Stored data entries >>
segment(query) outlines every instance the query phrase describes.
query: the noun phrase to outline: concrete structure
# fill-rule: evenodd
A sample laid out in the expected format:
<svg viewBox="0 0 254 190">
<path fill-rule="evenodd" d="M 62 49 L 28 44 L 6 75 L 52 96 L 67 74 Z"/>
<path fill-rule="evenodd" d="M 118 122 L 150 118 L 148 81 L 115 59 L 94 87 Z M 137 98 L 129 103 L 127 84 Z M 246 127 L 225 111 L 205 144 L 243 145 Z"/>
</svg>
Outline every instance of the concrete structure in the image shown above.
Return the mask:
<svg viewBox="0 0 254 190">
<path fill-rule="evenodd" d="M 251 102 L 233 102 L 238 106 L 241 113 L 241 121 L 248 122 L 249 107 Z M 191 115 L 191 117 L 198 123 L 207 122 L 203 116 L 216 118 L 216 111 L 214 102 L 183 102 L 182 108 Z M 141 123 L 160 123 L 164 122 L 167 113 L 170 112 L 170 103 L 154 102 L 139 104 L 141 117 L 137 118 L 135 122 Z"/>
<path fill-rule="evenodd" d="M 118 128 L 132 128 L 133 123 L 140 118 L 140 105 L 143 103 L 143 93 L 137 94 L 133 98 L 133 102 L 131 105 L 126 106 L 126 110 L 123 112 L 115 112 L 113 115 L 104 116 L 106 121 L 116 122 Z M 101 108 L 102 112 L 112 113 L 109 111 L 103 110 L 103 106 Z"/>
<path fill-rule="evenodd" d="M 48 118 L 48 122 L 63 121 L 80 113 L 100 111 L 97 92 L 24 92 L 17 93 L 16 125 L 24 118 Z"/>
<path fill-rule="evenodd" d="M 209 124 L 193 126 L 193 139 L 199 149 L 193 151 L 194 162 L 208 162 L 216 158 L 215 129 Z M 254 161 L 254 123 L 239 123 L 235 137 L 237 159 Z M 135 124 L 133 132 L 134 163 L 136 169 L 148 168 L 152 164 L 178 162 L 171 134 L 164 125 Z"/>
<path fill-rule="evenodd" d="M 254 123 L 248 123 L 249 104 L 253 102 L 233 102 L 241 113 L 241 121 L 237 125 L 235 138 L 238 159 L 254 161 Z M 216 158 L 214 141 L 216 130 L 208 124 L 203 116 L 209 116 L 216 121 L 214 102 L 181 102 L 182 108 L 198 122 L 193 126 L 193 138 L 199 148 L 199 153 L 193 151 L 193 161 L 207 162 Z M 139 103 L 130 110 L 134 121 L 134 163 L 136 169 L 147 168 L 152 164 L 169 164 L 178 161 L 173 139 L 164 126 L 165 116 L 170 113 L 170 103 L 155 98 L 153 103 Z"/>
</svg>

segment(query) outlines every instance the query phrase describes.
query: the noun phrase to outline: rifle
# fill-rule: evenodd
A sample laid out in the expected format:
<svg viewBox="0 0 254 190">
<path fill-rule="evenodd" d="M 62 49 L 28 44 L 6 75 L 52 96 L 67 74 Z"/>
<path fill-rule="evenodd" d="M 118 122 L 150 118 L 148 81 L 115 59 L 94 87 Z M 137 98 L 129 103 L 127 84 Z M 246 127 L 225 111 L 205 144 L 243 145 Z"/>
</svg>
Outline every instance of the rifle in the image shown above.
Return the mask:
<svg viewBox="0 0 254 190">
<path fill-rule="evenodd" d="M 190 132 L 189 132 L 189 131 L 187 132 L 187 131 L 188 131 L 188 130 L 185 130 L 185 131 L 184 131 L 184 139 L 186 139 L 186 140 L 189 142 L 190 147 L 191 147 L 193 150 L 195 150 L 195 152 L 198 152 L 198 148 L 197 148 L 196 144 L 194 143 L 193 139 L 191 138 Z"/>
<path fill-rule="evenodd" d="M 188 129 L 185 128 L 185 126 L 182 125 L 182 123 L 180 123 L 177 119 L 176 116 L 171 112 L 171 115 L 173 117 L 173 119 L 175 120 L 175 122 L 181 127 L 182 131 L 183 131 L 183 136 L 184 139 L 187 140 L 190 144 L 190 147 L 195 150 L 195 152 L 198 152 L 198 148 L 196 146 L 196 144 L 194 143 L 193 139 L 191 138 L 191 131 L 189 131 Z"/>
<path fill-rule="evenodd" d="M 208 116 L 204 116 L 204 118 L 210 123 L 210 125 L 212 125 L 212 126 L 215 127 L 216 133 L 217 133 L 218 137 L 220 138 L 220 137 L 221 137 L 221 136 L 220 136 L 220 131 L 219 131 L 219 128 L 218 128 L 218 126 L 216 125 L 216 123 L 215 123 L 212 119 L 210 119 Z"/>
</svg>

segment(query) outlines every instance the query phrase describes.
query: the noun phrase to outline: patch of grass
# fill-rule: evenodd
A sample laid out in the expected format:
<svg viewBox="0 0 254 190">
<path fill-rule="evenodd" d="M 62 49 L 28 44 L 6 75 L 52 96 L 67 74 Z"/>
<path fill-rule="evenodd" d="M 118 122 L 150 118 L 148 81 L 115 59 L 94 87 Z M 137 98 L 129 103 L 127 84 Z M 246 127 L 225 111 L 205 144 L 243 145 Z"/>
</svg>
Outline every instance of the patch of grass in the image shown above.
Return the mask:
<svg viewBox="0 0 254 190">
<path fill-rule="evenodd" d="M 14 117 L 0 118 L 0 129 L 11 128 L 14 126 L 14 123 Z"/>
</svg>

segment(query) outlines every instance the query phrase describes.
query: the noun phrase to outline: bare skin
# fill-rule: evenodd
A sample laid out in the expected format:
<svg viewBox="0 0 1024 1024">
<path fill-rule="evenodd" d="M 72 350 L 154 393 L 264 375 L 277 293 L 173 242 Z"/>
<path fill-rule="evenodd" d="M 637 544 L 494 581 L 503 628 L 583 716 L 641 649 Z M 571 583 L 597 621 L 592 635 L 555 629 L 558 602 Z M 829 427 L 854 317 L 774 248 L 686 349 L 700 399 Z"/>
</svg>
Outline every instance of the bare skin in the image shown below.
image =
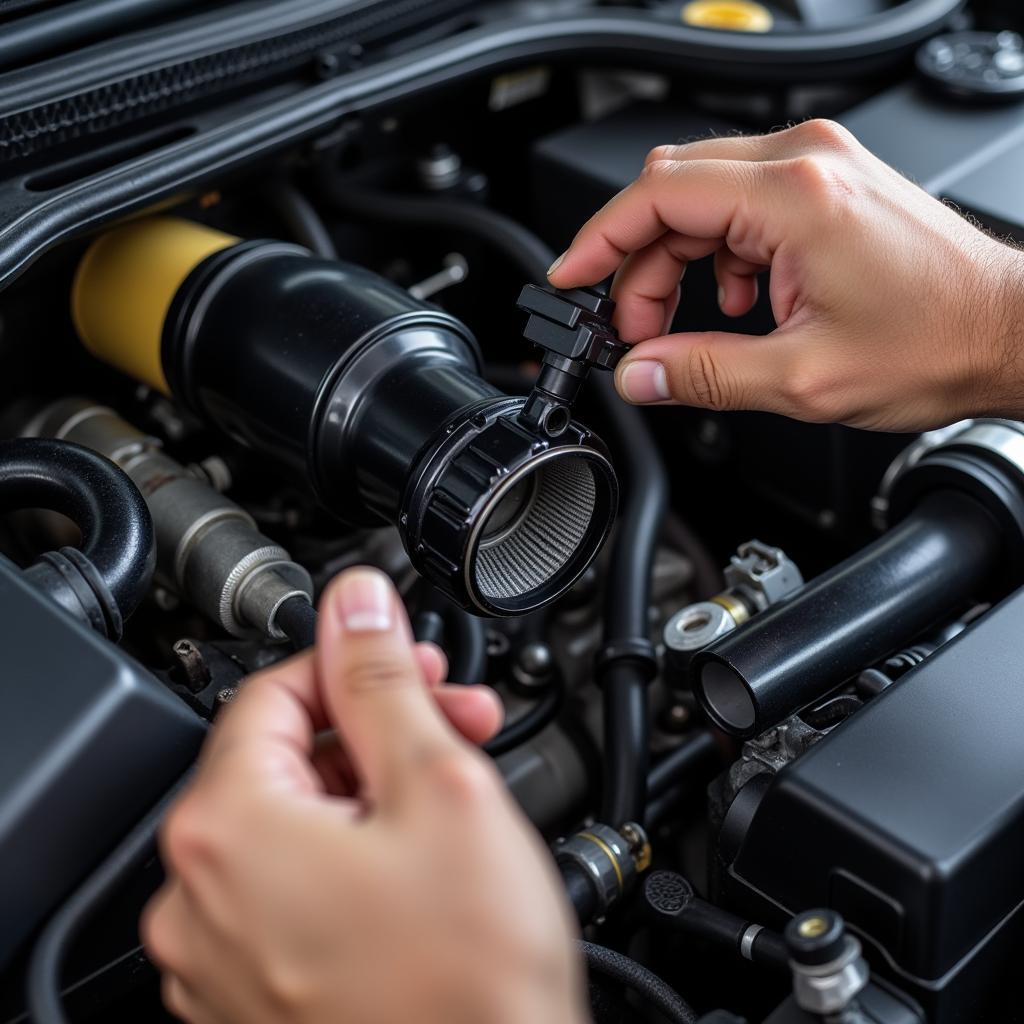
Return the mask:
<svg viewBox="0 0 1024 1024">
<path fill-rule="evenodd" d="M 711 254 L 730 316 L 771 267 L 776 331 L 667 334 L 687 264 Z M 1024 257 L 832 122 L 655 149 L 550 280 L 613 273 L 627 401 L 874 430 L 1024 415 Z"/>
<path fill-rule="evenodd" d="M 586 1019 L 550 855 L 469 742 L 496 699 L 444 672 L 387 578 L 356 569 L 321 603 L 315 655 L 246 683 L 171 812 L 143 921 L 175 1015 Z"/>
</svg>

Exercise prompt >> What is needed is an exact copy of all the records, minus any pictures.

Result >>
segment(query) outlines every instance the query phrase describes.
query: the noun phrase to outline: concrete structure
# fill-rule: evenodd
A sample laid out in the expected format:
<svg viewBox="0 0 254 190">
<path fill-rule="evenodd" d="M 62 49 L 28 44 L 6 75 L 52 96 L 67 74 Z"/>
<path fill-rule="evenodd" d="M 118 122 L 150 118 L 148 81 L 115 59 L 94 87 Z M 137 98 L 129 103 L 127 84 Z M 246 127 L 225 111 L 205 144 L 243 145 Z"/>
</svg>
Outline every instance of the concrete structure in the image shown above.
Return the mask:
<svg viewBox="0 0 254 190">
<path fill-rule="evenodd" d="M 251 102 L 233 102 L 238 106 L 241 113 L 241 121 L 248 122 L 249 107 Z M 191 115 L 191 117 L 198 123 L 207 122 L 203 116 L 216 118 L 216 111 L 214 102 L 183 102 L 182 108 Z M 141 123 L 160 123 L 164 122 L 167 113 L 170 112 L 170 103 L 154 102 L 139 104 L 141 117 L 137 118 L 135 122 Z"/>
<path fill-rule="evenodd" d="M 118 128 L 132 128 L 133 123 L 140 118 L 140 105 L 143 103 L 143 93 L 137 94 L 133 98 L 133 102 L 131 105 L 126 106 L 126 110 L 123 112 L 115 112 L 113 115 L 104 116 L 106 121 L 116 122 Z M 101 108 L 102 112 L 112 113 L 109 111 L 103 110 L 103 106 Z"/>
<path fill-rule="evenodd" d="M 48 118 L 48 122 L 63 121 L 80 113 L 100 111 L 97 92 L 24 92 L 17 93 L 16 125 L 24 118 Z"/>
<path fill-rule="evenodd" d="M 209 124 L 193 126 L 193 139 L 199 149 L 193 151 L 194 162 L 208 162 L 216 158 L 215 129 Z M 254 161 L 254 123 L 239 123 L 235 137 L 237 159 Z M 135 124 L 133 132 L 134 163 L 136 169 L 148 168 L 152 164 L 178 162 L 171 134 L 164 125 Z"/>
<path fill-rule="evenodd" d="M 254 123 L 248 123 L 249 104 L 253 102 L 233 102 L 241 113 L 241 121 L 237 125 L 235 138 L 238 159 L 254 161 Z M 216 158 L 214 141 L 216 130 L 208 124 L 203 116 L 209 116 L 216 121 L 214 102 L 181 102 L 182 108 L 198 122 L 193 126 L 193 138 L 199 148 L 199 153 L 193 151 L 193 161 L 207 162 Z M 139 103 L 130 110 L 134 121 L 134 163 L 136 169 L 147 168 L 152 164 L 169 164 L 178 161 L 173 139 L 164 126 L 165 116 L 170 113 L 170 103 L 155 98 L 153 103 Z"/>
</svg>

segment(query) outlines every instance the query phrase describes.
query: the noun phrase to outline: rifle
# fill-rule: evenodd
A sample laid out in the expected format:
<svg viewBox="0 0 254 190">
<path fill-rule="evenodd" d="M 62 49 L 28 44 L 6 75 L 52 96 L 67 74 Z"/>
<path fill-rule="evenodd" d="M 118 122 L 150 118 L 148 81 L 115 59 L 94 87 Z M 137 98 L 129 103 L 127 84 Z M 246 127 L 225 111 L 205 144 L 243 145 Z"/>
</svg>
Outline every instance of the rifle in the image shown above.
Return the mask:
<svg viewBox="0 0 254 190">
<path fill-rule="evenodd" d="M 190 132 L 189 132 L 189 131 L 187 132 L 187 131 L 188 131 L 188 130 L 185 130 L 185 131 L 184 131 L 184 139 L 186 139 L 186 140 L 189 142 L 190 147 L 191 147 L 193 150 L 195 150 L 195 152 L 198 152 L 198 148 L 197 148 L 196 144 L 194 143 L 193 139 L 191 138 Z"/>
<path fill-rule="evenodd" d="M 188 129 L 185 128 L 185 126 L 182 125 L 182 123 L 180 123 L 177 119 L 176 116 L 171 112 L 171 115 L 173 117 L 173 119 L 175 120 L 175 122 L 181 127 L 182 131 L 183 131 L 183 136 L 184 139 L 187 140 L 190 144 L 190 147 L 195 150 L 195 152 L 198 152 L 198 148 L 196 146 L 196 144 L 194 143 L 193 139 L 191 138 L 191 131 L 189 131 Z"/>
<path fill-rule="evenodd" d="M 208 116 L 204 116 L 204 118 L 210 123 L 210 125 L 212 125 L 212 126 L 215 127 L 216 133 L 217 133 L 218 137 L 220 138 L 220 137 L 221 137 L 221 136 L 220 136 L 220 131 L 219 131 L 219 128 L 218 128 L 218 126 L 216 125 L 216 123 L 215 123 L 212 119 L 210 119 Z"/>
</svg>

segment(query) outlines every instance the query phrase describes.
query: the noun phrase to outline: patch of grass
# fill-rule: evenodd
A sample laid out in the expected format:
<svg viewBox="0 0 254 190">
<path fill-rule="evenodd" d="M 62 49 L 28 44 L 6 75 L 52 96 L 67 74 Z"/>
<path fill-rule="evenodd" d="M 118 122 L 150 118 L 148 81 L 115 59 L 94 87 Z M 137 98 L 129 103 L 127 84 Z M 246 127 L 225 111 L 205 144 L 243 145 Z"/>
</svg>
Outline every instance of the patch of grass in the image shown above.
Return the mask:
<svg viewBox="0 0 254 190">
<path fill-rule="evenodd" d="M 14 117 L 0 118 L 0 129 L 11 128 L 14 126 L 14 123 Z"/>
</svg>

segment(query) outlines every instance the query phrase describes.
query: the noun phrase to outline: bare skin
# fill-rule: evenodd
A sample laid out in the expected format:
<svg viewBox="0 0 1024 1024">
<path fill-rule="evenodd" d="M 72 350 L 154 393 L 264 375 L 277 293 L 173 242 Z"/>
<path fill-rule="evenodd" d="M 637 544 L 494 581 L 503 628 L 583 716 L 641 649 Z M 571 583 L 597 621 L 592 635 L 555 629 L 558 602 Z M 829 427 L 854 317 L 774 248 L 686 349 L 700 399 Z"/>
</svg>
Outline every instance of the bare skin in the image shown below.
image =
Return the mask:
<svg viewBox="0 0 1024 1024">
<path fill-rule="evenodd" d="M 711 254 L 730 316 L 771 267 L 776 331 L 667 334 L 687 264 Z M 1024 257 L 832 122 L 655 149 L 550 280 L 613 273 L 627 401 L 874 430 L 1024 415 Z"/>
<path fill-rule="evenodd" d="M 586 1019 L 550 855 L 469 742 L 496 699 L 444 672 L 387 578 L 356 569 L 321 603 L 315 655 L 246 683 L 171 812 L 143 921 L 175 1015 Z"/>
</svg>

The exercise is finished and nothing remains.